## DOCUMENT SEGMENT:
= = = = = = =

Russian spacecraft plunging back to Earth

Lisa Duhm
April 29, 2015

"Progress" was carrying supplies for the ISS space station. Now, the unmanned space craft is out of control and plunging back to Earth. Russian officials still aren't sure exactly what went wrong.

https://p.dw.com/p/1FHOQ

The unmanned space vehicle "Progress" should be docked at the International Space Station (ISS) by now. But the spacecraft never reached its destination. Instead, it is now plunging back to Earth.

"It has started descending. It has nowhere else to go," an official familiar with the situation told AFP Wednesday afternoon.

The Russian spaceship "Progress" started its trip yesterday morning bound for the ISS. But shortly after take-off, the capsule carrying 2.7 tons of supplies for the ISS went out of control. Two antennas failed to open, rockets failed, and eventually “Progress” ended up in an incorrect orbit. Navigation of the spacecraft became impossible, NASA said on its blog.

Russian flight controllers had tried to regain control of the spacecraft and navigate it back to its set orbit and two more communication sessions had been scheduled in an attempt to save the spacecraft. But experts say they are likely to fail as "Progress" has begun descending back to Earth, where it will likely burn up in the atmosphere.

= = = = = = =

## RECORDED DATA:

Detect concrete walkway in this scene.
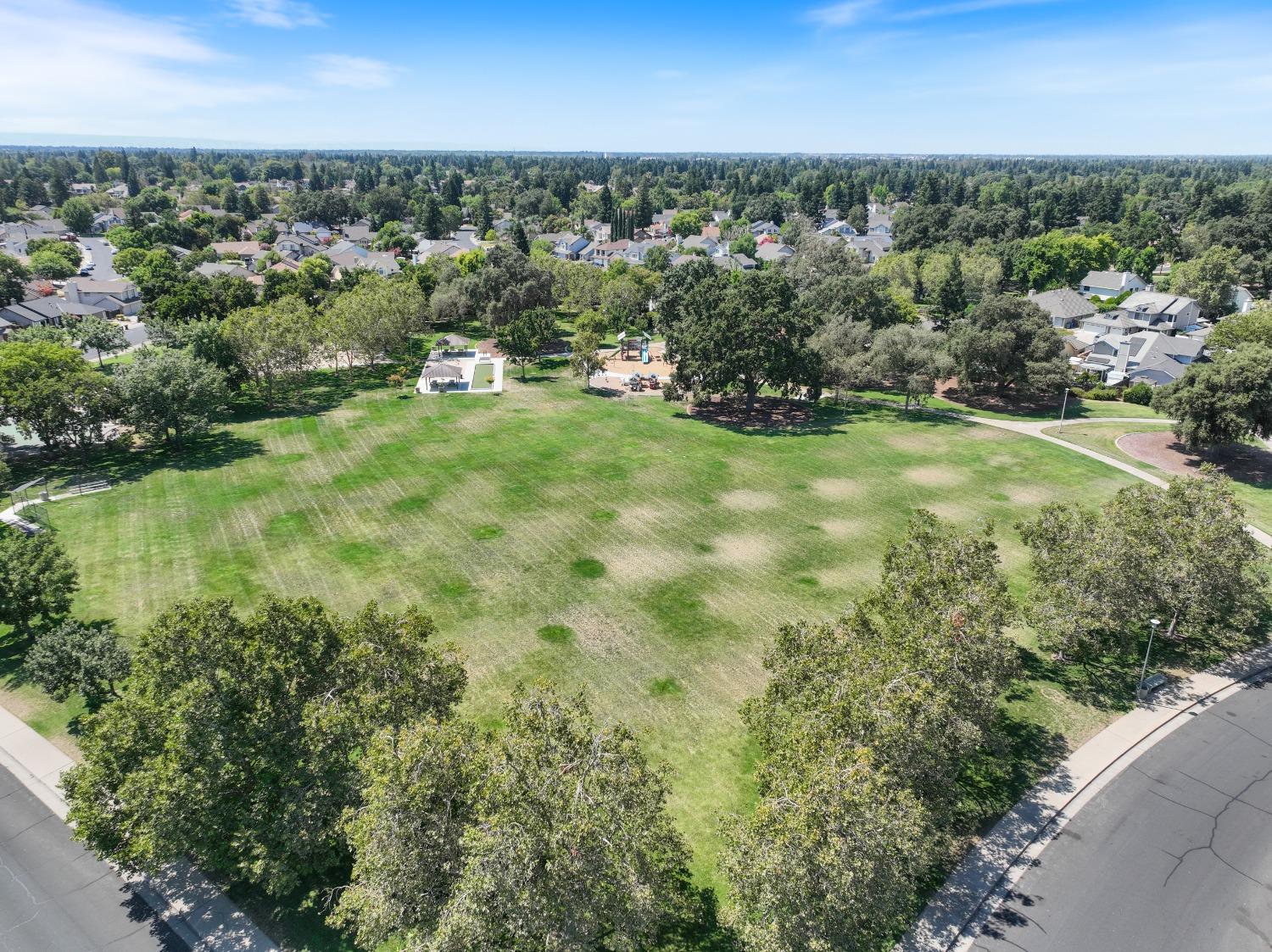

= = = = = = =

## PROBLEMS TO SOLVE:
1. In the article about the Russian "Progress" spacecraft, why do experts expect the two additional communication sessions to fail? Answer in one to three sentences.
2. Pick up the article about the Russian "Progress" spacecraft after its final sentence and carry it forward.

## IN RESPONSE:
1. Experts expect the sessions to fail because "Progress" has already begun descending back to Earth. It will likely burn up in the atmosphere there.

2.
It is still unclear why "Progress" failed to reach its set orbit. "At this point, we do not have any information from the Russian side," said Andreas Schütz, press officer at the German Aeronautics and Space Center.

"Progress" was supposed to bring fresh supplies to the ISS. Included in the cargo was a "party kit": a festive dinner, personal gifts for the astronauts and a historic flag that once was raised over Berlin in 1945. The ISS crew wanted to celebrate May 9th, the 70th anniversary of the Soviet victory over Nazi Germany.

However, NASA said none of the equipment on board was critical for the US section of the ISS. The astronauts have plenty of provisions, enough to last for months.